OPDRACHTEN
a) Beantwoord deze vragen over het fragment:
(i) Op welke datum is de beslissing in het openbaar uitgesproken?
(ii) Binnen hoeveel weken na de verzenddatum kunnen de partijen beroep in cassatie instellen?
(iii) Naar welk postadres van de Hoge Raad kan een beroepschrift in cassatie per post worden gestuurd?
b) Schrijf het stuk van het fragment tussen "Tegen deze uitspraak" en "Hoge Raad www.hogeraad.nl." letterlijk over, beide meegerekend.

GEKOZEN FRAGMENT
------------------------------------------------------------

Uit het hiervoor overwogene volgt dat de heffingsambtenaar de onderhavige naheffingsaanslag terecht heeft opgelegd.
Slotsom
5.10.
De slotsom is dat het hoger beroep van de heffingsambtenaar gegrond is.

6.Kosten

Het Hof acht geen termen aanwezig voor een veroordeling in de kosten op de voet van artikel 8:75 van de Awb in verbinding met artikel 8:108 van die wet.

7.Beslissing

Het Hof:
  • vernietigt de uitspraak van de rechtbank;
  • verklaart het beroep bij de rechtbank ongegrond.
De uitspraak is gedaan door mr. A.M. van Amsterdam, lid van de dertiende enkelvoudige belastingkamer, in tegenwoordigheid van mr. A.H. van Dapperen, als griffier. De beslissing is op 3 augustus 2021 in het openbaar uitgesproken.
Tegen deze uitspraak kunnen beide partijen binnen zes weken na de verzenddatum beroep in cassatie instellen bij
de Hoge Raad der Nederlanden via het webportaal van de Hoge Raad www.hogeraad.nl.
Bepaalde personen die niet worden vertegenwoordigd door een gemachtigde die beroepsmatig rechtsbijstand verleent, mogen per post beroep in cassatie instellen. Dit zijn natuurlijke personen en verenigingen waarvan de statuten niet zijn opgenomen in een notariële akte. Als zij geen gebruik willen maken van digitaal procederen kunnen deze personen het beroepschrift in cassatie sturen aan
de Hoge Raad der Nederlanden (belastingkamer), postbus 20303, 2500 EH Den Haag. Alle andere personen en gemachtigden die beroepsmatig rechtsbijstand verlenen, zijn in beginsel verplicht digitaal te procederen (zie www.hogeraad.nl).
Bij het instellen van beroep in cassatie moet het volgende in acht worden genomen:
1. bij het beroepschrift wordt een afschrift van deze uitspraak gevoegd;
2 - ( alleen bij procederen op papier) het beroepschrift moet ondertekend zijn;
3 - het beroepschrift moet ten minste het volgende vermelden:
a. de naam en het adres van de indiener;
b. de dagtekening;
c. een omschrijving van de uitspraak waartegen het beroep in cassatie is gericht;
d. de gronden van het beroep in cassatie.
Voor het instellen van beroep in cassatie is griffierecht verschuldigd. Na het instellen van beroep in cassatie ontvangt de indiener een nota griffierecht van de griffier van de Hoge Raad. In het cassatieberoepschrift kan de Hoge Raad verzocht worden om de wederpartij te veroordelen in de proceskosten.

------------------------------------------------------------

Gegevens overgenomen uit een verzameling
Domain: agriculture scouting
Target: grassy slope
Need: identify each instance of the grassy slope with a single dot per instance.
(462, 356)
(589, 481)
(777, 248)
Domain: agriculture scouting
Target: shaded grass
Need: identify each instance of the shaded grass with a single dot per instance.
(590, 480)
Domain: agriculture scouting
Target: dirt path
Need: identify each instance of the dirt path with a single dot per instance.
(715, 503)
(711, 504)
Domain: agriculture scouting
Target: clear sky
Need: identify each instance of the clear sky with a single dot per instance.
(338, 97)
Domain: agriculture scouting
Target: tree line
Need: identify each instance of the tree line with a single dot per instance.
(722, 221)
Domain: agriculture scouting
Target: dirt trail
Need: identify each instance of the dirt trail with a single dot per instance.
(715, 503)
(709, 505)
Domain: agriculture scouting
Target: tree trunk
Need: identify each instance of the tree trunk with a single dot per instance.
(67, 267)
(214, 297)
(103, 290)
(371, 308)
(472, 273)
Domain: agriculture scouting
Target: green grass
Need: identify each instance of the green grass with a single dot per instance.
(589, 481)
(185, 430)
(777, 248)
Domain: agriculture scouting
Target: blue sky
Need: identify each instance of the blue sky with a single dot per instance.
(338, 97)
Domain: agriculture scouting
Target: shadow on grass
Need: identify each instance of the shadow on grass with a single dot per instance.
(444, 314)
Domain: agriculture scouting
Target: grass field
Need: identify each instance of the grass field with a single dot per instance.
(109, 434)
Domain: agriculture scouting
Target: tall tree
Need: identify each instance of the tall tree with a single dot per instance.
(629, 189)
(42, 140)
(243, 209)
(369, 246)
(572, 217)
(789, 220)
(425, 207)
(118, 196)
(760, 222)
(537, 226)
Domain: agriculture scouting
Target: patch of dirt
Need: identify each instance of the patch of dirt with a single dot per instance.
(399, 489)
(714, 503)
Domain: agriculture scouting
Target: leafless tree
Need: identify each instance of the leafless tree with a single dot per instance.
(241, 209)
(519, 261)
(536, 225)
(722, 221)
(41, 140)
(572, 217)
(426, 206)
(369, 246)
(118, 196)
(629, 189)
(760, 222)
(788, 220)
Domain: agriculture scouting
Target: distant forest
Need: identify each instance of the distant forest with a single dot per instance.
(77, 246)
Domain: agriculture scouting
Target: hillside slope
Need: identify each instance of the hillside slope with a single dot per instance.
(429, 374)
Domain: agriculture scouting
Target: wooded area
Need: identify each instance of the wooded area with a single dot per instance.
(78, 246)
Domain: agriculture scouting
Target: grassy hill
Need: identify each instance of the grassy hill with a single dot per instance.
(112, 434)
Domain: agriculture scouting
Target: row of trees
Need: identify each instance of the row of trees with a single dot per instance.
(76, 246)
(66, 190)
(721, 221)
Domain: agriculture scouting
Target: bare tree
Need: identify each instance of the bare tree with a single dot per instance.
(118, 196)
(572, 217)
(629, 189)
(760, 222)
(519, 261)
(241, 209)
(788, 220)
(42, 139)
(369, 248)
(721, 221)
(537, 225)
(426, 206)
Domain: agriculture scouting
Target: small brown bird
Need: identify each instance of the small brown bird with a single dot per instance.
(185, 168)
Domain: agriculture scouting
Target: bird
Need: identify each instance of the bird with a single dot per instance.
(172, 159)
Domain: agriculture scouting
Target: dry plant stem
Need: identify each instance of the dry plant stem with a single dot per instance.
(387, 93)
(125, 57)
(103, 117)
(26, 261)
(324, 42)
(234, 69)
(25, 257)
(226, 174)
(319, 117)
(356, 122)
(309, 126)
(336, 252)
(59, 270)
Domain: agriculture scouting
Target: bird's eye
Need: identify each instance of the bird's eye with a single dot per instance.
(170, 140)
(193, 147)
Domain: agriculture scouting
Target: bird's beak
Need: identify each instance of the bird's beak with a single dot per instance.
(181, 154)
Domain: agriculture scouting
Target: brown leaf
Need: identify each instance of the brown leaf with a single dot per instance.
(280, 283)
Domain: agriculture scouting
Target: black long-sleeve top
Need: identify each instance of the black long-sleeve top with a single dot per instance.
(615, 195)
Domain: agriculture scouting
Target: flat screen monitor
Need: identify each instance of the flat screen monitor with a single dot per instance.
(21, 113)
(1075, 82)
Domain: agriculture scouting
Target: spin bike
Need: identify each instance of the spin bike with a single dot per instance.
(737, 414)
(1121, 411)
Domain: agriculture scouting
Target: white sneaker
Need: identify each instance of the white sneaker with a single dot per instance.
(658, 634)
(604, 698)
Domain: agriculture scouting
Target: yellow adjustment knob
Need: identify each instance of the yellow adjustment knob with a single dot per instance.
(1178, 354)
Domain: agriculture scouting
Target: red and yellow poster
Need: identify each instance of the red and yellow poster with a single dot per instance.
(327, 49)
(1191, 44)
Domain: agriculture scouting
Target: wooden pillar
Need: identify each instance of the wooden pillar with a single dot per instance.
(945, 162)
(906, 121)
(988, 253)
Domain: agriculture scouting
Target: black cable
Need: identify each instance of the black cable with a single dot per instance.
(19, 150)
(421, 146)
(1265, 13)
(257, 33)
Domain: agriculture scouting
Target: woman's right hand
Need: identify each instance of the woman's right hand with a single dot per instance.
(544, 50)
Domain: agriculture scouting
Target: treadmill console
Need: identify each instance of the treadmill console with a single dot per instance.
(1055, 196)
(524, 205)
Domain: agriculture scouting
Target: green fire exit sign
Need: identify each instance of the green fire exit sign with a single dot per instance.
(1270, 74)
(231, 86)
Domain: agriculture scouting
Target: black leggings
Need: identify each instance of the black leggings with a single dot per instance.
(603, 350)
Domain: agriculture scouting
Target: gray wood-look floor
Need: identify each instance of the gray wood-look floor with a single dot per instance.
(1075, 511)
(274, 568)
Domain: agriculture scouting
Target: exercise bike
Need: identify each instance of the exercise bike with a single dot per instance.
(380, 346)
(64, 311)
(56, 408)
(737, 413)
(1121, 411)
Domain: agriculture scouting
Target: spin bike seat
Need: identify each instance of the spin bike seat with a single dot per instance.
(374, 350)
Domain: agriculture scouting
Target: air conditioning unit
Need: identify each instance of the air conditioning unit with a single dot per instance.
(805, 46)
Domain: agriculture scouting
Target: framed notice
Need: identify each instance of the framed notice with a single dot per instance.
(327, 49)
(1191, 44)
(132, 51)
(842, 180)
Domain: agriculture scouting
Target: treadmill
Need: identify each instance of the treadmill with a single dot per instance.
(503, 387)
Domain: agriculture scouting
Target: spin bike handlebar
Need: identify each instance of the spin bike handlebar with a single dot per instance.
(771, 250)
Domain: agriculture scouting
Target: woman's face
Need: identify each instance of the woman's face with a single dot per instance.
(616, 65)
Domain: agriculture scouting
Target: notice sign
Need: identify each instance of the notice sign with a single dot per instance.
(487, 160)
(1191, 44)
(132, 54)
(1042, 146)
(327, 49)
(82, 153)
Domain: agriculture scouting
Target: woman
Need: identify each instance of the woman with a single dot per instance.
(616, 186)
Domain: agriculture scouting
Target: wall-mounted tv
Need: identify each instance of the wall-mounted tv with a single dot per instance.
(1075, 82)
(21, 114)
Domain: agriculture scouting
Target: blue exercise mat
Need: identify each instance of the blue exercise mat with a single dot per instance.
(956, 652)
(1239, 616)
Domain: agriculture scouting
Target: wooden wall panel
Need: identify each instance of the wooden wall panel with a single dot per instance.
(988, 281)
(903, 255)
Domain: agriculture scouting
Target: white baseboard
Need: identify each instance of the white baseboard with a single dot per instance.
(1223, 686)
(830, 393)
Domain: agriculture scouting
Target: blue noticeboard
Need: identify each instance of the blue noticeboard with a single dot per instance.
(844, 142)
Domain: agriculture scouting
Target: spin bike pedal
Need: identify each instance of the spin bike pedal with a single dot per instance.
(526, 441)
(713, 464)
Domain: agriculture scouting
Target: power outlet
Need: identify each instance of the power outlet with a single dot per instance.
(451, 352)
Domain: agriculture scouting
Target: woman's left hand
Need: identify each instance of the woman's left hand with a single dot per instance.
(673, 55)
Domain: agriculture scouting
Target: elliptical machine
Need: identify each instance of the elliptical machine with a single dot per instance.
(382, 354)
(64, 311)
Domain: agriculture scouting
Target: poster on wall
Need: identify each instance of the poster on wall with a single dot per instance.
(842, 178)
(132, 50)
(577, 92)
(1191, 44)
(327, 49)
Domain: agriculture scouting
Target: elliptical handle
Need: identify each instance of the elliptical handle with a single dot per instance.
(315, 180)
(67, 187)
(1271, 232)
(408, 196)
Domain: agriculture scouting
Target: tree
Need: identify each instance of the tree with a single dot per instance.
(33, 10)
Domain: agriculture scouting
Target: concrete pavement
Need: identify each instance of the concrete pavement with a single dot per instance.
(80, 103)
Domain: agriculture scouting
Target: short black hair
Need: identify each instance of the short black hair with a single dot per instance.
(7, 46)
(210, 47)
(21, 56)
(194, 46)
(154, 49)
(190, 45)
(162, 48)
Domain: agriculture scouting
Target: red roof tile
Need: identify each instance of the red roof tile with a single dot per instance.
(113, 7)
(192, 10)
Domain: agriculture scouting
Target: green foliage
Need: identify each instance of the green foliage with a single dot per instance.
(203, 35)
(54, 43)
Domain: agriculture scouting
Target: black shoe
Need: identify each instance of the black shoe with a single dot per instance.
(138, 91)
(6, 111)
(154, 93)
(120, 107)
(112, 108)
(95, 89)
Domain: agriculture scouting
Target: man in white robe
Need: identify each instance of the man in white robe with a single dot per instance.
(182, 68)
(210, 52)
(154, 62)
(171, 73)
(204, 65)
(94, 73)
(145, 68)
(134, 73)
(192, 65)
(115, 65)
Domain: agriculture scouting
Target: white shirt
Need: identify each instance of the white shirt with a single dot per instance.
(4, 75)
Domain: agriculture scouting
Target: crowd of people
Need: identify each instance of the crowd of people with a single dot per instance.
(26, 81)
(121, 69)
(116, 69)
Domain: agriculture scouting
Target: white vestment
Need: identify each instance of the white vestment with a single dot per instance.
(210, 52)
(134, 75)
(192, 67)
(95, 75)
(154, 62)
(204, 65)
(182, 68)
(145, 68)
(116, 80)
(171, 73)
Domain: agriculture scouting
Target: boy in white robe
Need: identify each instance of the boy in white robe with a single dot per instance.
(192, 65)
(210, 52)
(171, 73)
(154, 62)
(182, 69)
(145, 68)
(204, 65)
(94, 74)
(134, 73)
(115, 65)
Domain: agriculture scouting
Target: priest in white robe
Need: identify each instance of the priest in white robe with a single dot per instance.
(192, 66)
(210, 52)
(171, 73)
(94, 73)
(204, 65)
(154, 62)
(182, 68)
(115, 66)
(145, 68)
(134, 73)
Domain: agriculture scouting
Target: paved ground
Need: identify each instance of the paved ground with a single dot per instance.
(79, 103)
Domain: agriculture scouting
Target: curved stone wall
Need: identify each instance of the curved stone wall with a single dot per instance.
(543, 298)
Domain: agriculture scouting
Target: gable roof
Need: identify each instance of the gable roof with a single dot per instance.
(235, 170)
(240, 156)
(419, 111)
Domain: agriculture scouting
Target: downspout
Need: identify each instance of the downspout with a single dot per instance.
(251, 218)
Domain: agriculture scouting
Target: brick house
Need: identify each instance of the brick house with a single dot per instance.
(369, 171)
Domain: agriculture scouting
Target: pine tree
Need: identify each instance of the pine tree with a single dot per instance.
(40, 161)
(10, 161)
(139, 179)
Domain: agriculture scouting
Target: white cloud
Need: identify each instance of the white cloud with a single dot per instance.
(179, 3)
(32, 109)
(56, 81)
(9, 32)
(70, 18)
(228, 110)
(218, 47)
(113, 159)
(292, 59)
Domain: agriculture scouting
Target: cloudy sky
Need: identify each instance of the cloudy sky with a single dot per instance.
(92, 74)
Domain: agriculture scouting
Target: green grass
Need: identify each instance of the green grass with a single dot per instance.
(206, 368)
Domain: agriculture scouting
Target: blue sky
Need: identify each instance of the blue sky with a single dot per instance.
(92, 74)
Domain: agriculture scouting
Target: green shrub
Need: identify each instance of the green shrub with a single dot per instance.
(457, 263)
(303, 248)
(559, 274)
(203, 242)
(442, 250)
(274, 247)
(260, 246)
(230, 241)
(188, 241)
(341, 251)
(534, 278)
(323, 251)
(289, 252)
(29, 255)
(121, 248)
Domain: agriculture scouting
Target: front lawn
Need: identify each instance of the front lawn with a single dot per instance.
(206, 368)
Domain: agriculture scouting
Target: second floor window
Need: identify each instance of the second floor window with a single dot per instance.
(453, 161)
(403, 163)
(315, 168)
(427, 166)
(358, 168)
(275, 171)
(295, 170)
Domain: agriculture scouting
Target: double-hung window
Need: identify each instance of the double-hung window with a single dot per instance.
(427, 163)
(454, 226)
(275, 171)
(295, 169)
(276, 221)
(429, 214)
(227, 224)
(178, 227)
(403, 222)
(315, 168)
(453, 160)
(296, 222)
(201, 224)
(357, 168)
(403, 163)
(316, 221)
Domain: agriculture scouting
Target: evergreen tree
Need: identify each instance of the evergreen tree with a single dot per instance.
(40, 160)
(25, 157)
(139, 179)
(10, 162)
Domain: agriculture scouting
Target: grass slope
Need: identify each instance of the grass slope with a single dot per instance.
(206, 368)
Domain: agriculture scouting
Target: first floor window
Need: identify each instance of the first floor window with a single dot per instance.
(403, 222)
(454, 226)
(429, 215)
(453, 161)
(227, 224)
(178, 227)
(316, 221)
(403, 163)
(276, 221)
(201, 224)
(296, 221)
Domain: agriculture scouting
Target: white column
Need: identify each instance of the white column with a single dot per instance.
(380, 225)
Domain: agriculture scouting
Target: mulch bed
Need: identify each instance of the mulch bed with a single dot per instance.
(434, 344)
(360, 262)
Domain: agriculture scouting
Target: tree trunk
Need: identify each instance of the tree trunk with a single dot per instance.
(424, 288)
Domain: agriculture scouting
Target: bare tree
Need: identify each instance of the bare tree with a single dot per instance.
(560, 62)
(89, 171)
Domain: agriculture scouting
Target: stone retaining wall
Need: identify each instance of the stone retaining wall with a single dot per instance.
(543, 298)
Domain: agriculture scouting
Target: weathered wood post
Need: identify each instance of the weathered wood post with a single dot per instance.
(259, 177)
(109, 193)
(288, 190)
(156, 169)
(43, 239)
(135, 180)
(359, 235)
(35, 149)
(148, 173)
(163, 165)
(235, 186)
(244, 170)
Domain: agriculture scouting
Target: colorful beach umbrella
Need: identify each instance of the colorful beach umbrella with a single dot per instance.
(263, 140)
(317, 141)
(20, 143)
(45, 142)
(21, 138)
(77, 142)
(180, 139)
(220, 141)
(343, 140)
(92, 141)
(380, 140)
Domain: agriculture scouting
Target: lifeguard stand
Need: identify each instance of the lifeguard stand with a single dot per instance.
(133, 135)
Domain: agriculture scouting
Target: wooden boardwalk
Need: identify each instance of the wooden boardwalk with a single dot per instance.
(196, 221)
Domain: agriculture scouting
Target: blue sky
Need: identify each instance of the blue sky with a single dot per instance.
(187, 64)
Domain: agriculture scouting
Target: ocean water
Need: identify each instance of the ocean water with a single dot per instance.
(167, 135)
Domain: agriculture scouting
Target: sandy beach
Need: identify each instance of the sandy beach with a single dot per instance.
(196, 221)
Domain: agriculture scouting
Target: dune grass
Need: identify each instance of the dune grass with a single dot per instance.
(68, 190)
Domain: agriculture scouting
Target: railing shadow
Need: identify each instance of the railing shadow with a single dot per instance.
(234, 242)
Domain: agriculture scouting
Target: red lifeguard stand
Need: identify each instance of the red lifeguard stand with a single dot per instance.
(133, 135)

------------------------------------------------------------

GENUMMERDE ANTWOORDEN
a)
(i) Op 3 augustus 2021.
(ii) Binnen zes weken.
(iii) De Hoge Raad der Nederlanden (belastingkamer), postbus 20303, 2500 EH Den Haag.

b)
Tegen deze uitspraak kunnen beide partijen binnen zes weken na de verzenddatum beroep in cassatie instellen bij
de Hoge Raad der Nederlanden via het webportaal van de Hoge Raad www.hogeraad.nl.